Which lines in the data below contain the word "document"? Copy out each one.

● ● ● ● ●

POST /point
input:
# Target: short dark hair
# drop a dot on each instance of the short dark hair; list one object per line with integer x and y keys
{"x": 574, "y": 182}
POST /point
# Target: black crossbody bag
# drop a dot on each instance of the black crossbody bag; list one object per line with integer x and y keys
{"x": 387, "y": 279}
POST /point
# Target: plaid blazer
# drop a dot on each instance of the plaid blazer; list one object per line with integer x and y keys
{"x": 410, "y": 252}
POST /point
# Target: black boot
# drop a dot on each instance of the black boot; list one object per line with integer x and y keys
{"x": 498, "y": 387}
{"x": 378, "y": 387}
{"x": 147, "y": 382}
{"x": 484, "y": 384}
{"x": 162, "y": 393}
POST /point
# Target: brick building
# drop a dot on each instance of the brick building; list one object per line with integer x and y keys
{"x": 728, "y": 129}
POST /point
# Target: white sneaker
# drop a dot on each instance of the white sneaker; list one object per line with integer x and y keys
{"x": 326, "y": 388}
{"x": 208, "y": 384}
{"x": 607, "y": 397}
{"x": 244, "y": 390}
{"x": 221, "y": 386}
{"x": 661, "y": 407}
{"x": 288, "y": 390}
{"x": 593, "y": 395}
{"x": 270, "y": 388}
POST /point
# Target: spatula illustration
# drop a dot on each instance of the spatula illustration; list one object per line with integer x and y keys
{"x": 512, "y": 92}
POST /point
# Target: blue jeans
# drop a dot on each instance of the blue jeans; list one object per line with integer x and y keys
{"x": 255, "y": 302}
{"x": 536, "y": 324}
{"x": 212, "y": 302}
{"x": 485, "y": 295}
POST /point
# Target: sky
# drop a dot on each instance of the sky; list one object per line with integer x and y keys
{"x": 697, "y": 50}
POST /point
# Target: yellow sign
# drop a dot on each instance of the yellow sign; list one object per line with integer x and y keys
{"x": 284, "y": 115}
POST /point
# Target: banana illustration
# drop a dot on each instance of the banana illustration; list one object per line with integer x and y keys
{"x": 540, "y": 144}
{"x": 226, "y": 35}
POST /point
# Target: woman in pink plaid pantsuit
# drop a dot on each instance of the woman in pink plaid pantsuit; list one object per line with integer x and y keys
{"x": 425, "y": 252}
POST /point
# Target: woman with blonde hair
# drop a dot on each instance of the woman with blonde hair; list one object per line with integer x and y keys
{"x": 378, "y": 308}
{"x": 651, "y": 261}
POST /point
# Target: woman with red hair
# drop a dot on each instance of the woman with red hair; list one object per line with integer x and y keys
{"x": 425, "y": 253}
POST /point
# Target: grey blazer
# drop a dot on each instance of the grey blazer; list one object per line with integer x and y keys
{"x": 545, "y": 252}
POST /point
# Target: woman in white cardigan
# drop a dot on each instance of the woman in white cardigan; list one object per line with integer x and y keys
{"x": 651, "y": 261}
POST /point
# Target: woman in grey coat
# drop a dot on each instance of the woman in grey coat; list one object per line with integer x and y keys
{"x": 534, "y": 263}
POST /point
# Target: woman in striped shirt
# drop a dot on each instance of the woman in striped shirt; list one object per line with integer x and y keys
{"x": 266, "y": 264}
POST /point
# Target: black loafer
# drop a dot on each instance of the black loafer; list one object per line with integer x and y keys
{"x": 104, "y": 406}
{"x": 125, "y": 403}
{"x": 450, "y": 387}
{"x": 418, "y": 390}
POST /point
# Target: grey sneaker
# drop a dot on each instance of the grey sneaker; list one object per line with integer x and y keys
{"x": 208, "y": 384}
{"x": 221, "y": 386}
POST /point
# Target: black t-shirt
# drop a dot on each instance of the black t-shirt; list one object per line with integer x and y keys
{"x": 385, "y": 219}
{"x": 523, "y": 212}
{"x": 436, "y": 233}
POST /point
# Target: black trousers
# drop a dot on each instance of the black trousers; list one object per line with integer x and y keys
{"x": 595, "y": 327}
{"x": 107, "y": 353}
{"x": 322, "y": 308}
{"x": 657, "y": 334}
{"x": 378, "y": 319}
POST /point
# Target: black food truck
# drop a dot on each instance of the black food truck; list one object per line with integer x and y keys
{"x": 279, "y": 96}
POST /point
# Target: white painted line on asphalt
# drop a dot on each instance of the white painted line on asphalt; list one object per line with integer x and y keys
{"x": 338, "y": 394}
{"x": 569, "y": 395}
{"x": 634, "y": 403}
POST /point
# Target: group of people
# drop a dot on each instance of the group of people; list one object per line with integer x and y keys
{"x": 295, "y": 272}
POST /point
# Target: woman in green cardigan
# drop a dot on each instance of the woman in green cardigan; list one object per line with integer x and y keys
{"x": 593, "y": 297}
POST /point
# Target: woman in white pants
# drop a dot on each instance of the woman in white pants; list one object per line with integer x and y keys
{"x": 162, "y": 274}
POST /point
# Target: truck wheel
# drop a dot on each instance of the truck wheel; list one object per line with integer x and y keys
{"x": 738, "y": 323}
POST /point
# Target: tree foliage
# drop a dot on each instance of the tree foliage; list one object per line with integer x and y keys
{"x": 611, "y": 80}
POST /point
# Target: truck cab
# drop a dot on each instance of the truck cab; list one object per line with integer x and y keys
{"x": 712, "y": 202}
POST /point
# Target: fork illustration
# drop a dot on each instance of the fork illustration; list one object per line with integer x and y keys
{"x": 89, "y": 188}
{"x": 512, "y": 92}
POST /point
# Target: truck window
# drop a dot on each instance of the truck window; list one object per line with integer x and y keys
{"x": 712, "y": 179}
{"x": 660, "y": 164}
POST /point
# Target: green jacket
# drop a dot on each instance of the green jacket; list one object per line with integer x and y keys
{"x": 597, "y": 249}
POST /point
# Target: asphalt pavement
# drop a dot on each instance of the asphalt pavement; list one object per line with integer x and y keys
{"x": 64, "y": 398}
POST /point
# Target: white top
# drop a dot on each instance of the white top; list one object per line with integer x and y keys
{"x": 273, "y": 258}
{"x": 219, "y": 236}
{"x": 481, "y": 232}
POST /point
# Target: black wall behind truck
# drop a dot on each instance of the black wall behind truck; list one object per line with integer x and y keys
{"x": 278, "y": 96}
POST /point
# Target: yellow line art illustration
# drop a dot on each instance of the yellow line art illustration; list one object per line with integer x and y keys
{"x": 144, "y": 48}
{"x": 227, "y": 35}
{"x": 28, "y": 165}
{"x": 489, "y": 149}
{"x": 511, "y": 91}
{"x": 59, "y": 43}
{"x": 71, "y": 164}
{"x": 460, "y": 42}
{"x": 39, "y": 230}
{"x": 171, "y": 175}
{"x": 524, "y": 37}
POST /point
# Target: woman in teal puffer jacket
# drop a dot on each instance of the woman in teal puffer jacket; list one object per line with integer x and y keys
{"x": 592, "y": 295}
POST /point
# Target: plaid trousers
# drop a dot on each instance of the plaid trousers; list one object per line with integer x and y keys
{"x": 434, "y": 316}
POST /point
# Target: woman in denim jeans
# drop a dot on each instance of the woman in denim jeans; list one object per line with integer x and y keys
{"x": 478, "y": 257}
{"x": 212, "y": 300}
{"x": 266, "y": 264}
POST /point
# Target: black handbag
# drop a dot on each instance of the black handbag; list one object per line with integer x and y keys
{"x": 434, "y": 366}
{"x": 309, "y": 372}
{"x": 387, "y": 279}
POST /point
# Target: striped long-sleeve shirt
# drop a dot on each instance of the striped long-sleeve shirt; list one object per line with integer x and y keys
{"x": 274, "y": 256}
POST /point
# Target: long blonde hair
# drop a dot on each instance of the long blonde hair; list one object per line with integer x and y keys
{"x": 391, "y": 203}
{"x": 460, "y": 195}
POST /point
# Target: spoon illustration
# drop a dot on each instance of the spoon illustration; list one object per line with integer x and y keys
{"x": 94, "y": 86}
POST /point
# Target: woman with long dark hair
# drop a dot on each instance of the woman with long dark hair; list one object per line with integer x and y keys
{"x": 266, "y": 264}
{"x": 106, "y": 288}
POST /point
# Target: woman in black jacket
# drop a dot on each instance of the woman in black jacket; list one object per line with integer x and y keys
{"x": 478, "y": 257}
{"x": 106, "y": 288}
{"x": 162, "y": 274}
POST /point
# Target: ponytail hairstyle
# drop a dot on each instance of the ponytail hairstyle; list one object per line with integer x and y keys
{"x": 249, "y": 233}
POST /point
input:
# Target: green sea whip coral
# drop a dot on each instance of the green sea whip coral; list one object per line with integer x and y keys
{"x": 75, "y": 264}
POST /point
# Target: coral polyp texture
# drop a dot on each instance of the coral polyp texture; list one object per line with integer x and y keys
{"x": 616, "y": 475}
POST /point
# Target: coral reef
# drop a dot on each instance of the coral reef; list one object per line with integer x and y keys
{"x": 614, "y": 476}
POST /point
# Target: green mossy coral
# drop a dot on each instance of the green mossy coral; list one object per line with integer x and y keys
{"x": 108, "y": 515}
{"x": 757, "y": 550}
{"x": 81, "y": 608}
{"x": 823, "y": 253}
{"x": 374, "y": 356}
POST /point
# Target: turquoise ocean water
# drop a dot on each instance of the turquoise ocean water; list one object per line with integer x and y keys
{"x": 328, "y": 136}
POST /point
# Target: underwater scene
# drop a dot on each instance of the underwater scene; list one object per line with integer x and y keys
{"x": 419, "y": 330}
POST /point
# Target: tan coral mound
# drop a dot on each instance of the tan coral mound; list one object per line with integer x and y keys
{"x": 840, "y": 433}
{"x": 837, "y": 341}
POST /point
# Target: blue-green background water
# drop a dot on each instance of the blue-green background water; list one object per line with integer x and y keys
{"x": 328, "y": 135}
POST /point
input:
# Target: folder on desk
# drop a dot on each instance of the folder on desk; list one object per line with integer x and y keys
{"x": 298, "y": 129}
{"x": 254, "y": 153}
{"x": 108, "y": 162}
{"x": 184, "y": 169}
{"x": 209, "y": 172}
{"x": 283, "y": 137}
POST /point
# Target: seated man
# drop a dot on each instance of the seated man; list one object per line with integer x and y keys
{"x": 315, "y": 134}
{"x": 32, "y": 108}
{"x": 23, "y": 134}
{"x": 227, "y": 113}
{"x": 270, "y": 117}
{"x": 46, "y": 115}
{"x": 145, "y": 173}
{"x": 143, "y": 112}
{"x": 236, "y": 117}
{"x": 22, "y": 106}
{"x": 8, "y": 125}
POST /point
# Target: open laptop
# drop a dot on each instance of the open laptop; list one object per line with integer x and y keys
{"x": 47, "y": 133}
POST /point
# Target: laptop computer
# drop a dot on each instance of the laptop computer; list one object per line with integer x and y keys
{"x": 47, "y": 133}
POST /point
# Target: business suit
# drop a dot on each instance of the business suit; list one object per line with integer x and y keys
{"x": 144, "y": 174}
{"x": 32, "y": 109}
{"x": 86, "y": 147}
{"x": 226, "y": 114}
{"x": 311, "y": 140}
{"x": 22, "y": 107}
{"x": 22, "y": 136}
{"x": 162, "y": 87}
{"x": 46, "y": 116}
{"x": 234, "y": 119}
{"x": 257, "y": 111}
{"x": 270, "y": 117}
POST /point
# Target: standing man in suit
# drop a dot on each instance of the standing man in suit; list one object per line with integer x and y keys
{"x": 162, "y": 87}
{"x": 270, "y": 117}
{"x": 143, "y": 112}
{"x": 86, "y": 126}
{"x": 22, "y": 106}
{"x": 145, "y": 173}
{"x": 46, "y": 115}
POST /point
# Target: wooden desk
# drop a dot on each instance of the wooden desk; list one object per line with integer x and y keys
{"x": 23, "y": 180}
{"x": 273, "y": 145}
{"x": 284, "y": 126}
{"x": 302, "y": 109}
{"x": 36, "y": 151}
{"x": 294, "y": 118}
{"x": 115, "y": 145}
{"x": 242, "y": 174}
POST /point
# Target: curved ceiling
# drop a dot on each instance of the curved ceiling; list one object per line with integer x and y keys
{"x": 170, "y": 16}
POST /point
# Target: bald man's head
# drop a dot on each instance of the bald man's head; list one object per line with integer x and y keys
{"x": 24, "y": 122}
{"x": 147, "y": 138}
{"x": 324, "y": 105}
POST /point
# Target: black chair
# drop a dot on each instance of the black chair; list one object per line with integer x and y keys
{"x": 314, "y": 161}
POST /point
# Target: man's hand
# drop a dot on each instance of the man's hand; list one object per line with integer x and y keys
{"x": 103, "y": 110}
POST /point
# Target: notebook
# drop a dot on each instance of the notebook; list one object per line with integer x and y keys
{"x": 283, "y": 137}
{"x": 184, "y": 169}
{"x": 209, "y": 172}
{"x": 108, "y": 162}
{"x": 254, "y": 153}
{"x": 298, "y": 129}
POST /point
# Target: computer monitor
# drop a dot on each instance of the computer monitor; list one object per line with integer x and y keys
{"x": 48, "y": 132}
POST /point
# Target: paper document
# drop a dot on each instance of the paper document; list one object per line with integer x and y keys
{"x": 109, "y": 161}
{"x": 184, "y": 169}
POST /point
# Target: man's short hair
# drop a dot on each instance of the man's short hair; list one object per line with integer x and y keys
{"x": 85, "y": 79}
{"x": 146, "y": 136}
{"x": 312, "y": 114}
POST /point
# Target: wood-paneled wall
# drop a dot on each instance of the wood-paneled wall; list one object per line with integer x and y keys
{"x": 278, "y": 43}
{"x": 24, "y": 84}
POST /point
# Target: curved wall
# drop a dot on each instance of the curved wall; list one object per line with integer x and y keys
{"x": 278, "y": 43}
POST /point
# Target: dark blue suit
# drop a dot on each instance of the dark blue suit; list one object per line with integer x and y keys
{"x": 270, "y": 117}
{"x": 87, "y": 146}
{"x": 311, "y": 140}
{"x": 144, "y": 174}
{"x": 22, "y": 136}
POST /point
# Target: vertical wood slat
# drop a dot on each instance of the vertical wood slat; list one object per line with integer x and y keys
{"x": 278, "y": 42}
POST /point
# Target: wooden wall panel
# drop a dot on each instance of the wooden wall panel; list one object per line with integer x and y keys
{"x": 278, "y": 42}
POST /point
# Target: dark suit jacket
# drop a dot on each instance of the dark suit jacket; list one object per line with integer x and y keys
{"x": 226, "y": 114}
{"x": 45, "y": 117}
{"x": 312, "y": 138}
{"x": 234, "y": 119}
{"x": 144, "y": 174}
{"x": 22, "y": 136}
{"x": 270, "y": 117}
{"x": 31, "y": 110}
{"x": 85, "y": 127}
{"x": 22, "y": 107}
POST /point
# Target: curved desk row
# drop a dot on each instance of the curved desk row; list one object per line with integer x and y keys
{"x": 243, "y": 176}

● ● ● ● ●

◆ Task response:
# Target: paper document
# drop a dot on each instance of the paper document; list one object per line with integer x and y keys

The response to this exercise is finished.